--- Written request ---
Filter the records below down to the lines that contain the string "parts", and copy each of those lines. Matching is case-sensitive.
** begin **
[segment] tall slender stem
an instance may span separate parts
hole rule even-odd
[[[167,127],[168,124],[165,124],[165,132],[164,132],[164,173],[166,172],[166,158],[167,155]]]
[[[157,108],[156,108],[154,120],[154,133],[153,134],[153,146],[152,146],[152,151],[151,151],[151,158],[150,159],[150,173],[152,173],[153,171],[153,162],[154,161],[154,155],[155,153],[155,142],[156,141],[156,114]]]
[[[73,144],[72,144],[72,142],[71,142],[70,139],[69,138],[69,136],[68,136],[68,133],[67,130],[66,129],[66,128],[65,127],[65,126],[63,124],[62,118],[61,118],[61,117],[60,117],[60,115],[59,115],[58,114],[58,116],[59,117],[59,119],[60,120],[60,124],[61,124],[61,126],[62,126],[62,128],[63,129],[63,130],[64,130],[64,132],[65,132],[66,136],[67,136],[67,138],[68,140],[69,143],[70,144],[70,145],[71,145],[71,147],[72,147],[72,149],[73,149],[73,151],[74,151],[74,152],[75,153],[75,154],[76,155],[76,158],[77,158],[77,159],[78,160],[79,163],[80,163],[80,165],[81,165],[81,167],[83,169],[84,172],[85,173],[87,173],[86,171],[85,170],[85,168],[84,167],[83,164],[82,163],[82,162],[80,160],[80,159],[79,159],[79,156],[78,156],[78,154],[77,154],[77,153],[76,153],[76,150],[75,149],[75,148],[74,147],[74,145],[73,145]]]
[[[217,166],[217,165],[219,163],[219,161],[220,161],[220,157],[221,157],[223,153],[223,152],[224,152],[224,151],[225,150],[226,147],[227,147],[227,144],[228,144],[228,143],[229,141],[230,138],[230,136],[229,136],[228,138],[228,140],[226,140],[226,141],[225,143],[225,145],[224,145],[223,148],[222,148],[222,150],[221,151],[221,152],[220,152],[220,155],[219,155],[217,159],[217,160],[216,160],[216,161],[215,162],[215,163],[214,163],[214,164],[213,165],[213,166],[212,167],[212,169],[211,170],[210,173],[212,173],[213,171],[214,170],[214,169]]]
** end **
--- Completed exercise ---
an instance may span separate parts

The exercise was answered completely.